(Stored data entries):
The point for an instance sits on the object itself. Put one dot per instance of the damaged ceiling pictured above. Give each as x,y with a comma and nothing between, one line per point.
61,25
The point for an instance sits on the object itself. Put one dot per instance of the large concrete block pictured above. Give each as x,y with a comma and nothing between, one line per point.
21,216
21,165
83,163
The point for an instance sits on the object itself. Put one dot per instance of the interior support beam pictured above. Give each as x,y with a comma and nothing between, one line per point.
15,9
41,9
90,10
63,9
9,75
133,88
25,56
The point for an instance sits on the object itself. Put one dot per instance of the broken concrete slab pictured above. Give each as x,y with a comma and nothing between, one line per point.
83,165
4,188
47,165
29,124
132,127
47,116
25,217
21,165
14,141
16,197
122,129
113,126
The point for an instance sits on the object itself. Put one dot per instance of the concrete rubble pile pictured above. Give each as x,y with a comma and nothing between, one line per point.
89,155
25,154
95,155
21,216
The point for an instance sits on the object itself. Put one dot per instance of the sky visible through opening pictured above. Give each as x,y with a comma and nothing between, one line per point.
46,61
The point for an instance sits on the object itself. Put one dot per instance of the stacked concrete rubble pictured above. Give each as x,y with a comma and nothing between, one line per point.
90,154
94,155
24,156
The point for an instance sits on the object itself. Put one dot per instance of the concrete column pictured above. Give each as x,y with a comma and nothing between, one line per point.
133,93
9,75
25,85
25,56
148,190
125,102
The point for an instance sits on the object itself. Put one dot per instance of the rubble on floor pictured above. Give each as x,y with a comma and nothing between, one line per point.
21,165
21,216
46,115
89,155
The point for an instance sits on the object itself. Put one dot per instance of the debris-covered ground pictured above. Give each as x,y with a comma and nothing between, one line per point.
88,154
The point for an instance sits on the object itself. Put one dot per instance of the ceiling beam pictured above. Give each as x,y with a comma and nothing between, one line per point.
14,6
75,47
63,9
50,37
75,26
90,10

(Problem to solve): Starting at the line containing "of the ceiling" and ending at the last line of the material, reproduce every line, requests included, but rescale each x,y point coordinate in the answers by 1.3, rounding to whole numbers with halves rounded up. Leave the numbers in the requests and their format samples unchanged.

(Solution to the problem):
The point for an instance sits on the object itself. Put one dot per instance of the ceiling beam pictured above. Give each as x,y with a comma and nothing between, one line per point.
18,8
98,61
82,12
65,48
98,34
117,13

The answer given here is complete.